**THINGS TO DO**
[1] In the forum post, which request is serenity's Ratelimiter performing when the error happens?
[2] Reproduce the stretch of the forum post from "I have tried to" through "on my server).".
[3] Decide whether each statement agrees with the forum post, answering yes or no and quoting the words that settle it. (a) The reqwest test code worked both locally and on the server. (b) Putting the application in a docker container stopped it from hanging on the VPS. (c) The Cargo.toml sets the package edition to 2018.

**EXTRACTED TEXT**

========================================

I have tried putting this application into a docker container, only to find myself in the exact same scenario again: It works on my machine, but it hangs when ran on my VPS (even using containers!).

I have tried to do println debugging via ssh and got this: The error right now happens when serenity's Ratelimiter performs the RouteInfo::GetCurrentApplicationInfo request inside the Framework builder. This makes an HTTP request via reqwest / hyper, and the deepest I've been able to track the halting point down to is this block of code, which execution will not be able to get past.

https://github.com/hyperium/hyper/blob/d342c2c714498d33891fa285a3c9ae991dc34769/src/client/client.rs#L472

Paradoxically, neither hyper nor reqwest seems to be the fundamental problem here, as I was able to successfully make an HTTP request towards Discord's API with the following code (this worked locally and on my server).

#[tokio::main]
async fn main() -> Result<(), Box<dyn std::error::Error>> {
    let client = reqwest::Client::builder().build()?;

    let response = client
        .get("https://discord.com/api/v/10")
        .send()
        .await?
        .text()
        .await?;

    println!("Response: {response}");

    Ok(())
}

Cargo.toml of the executable

[package]
name = "bot"
version = "0.1.0"
edition = "2021"

# See more keys and their definitions at https://doc.rust-lang.org/cargo/reference/manifest.html

[dependencies]
reqwest = { version = "0.11.20"}
dotenv = "0.15.0"
ipc = { path = "../ipc" }
once_cell = "1.18.0"
poise = "0.5.5"
regex = "1.9.4"
serde = "1.0.183"
serde_json = "1.0.105"
thiserror = "1.0.46"
tokio = { version = "1.32.0", features = ["rt-multi-thread", "macros"] }
tracing = "0.1.37"
tracing-subscriber = "0.3.17"

========================================

**RAW RECORDS**
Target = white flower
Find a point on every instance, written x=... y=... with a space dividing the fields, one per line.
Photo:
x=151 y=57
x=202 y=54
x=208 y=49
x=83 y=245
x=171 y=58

========================================

**SOLUTIONS FOR EACH TASK**
[1] The RouteInfo::GetCurrentApplicationInfo request, inside the Framework builder.

[2]
I have tried to do println debugging via ssh and got this: The error right now happens when serenity's Ratelimiter performs the RouteInfo::GetCurrentApplicationInfo request inside the Framework builder. This makes an HTTP request via reqwest / hyper, and the deepest I've been able to track the halting point down to is this block of code, which execution will not be able to get past.

https://github.com/hyperium/hyper/blob/d342c2c714498d33891fa285a3c9ae991dc34769/src/client/client.rs#L472

Paradoxically, neither hyper nor reqwest seems to be the fundamental problem here, as I was able to successfully make an HTTP request towards Discord's API with the following code (this worked locally and on my server).

[3]
(a) Yes: "this worked locally and on my server"
(b) No: "it hangs when ran on my VPS (even using containers!)"
(c) No: "edition = "2021""